* _Extract to read_

Brin and Page have changed the world and created a cash flow
behemoth in Google. Human nature, on the other hand, has created
every other conglomerate, which, with the possible exception of
Berkshire Hathaway, have a general record of capital misallocation
and underperformance.
Alphabet, of course, is the new holding company Brin and Page have
created, and will head, which will comprise both Google and their
far-flung and growing list of other companies working on everything
from longevity to contact lenses that can measure blood glucose in
diabetics.
This isn’t so much Google, or Alphabet, becoming a conglomerate as
codifying how its collection of companies and investments will be
managed. The new structure offers certain advantages, freeing the
co-founders to concentrate on 'moonshot' efforts while cleaning up
lines should it want debt finance.
None of this should be a surprise. Page and Brin have always been
upfront about not managing for shareholder value maximization. And
last year they created an additional class of shares, one which, as
it has no voting rights, will allow them to raise capital and reward
executives but lose control over the direction of the company at a
slower pace.
So, then, a conglomerate, with all that implies, and one with
multiple share classes insulating the founders from the will of
shareholders. What, as they say, could possibly go wrong?
Investors in publicly traded companies have a hugely diverging set
of options these days, few of them particularly satisfying from a
shareholder’s point of view. On the one hand you have far too many
companies which are giving financial engineering, usually via share
buybacks, precedence over investment in their core franchise. That’s
problematic because investors risk seeing that franchise hollowed
out over time as manager prioritize making quarter-by-quarter
increases in earnings, even illusory ones, over building.
On the other hand you have the mad builders, of which Alphabet nee
Google is a prime example. My reservation isn’t whether the core
cash flow machine Google, which produces some $20 billion annually
in operating cash, is fairly priced.
Instead it is who gets a shot at the fruits of those profits, and
how. To want to buy Alphabet, and clearly many do, you have got to
be willing to give up a lot of customary protection in exchange for
access to their world-changing genius.
TALE OF THE TAPE
While quite a few technology companies such as Alibaba and Facebook
have dual or multiple share structures, the man making the most
convincing, at least to the market, argument for the conglomerate is
Warren Buffett, whose Berkshire Hathaway is just that, and has a
long record of success.
[to top of second column] |
Buffett stands in contrast to Brin and Page, offering discipline and
patience as a capital allocator where they offer inspiration and 'moonshots'.
Warren, after all, would never try to tell you that Dairy Queen will
help you live to 150, only that it is a business which can be
profitable over the long term if managed well.

* _Recorded information_
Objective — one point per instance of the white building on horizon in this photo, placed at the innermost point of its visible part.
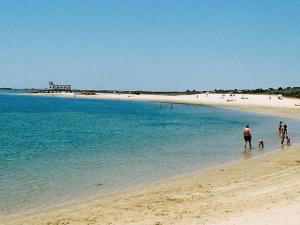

* _Do this_
Resume the commentary on Alphabet's new conglomerate structure from where it stops.

* _Exercise response_
So both companies are votes on exceptionalism, Buffett’s or
Alphabet’s.
The rules which make the exceptions in conglomerates and multi-share
class companies meaningful, however, are not encouraging.
Conglomerates as a group trade at a structural discount to intrinsic
value, a phenomenon which has gone on so long it even has a name,
the ‘conglomerate discount’. This discount in 2012 stood at about 10
percent, according to Boston Consulting, a bit less than the 14
percent or so average since 1990.
That’s because conglomerates have a poor track record of capital
allocation, being prone to supporting executives' dreams of empire
rather than taking a gimlet-eyed view of return on equity.
A 2012 study by Institutional Shareholder Services, funded by the
Investor Responsibility Research Center Institute, found that
tightly controlled companies - especially those with multiple share
classes - generally underperform over the longer term. (http://irrcinstitute.org/projects.php?project=61)
All of this is as unshocking as it gets. Human nature argues that
Alphabet, and perhaps even Berkshire Hathaway, will be likely to
fall prey to the same shareholder-damaging behavior that undermines
the groups of which they are emblematic.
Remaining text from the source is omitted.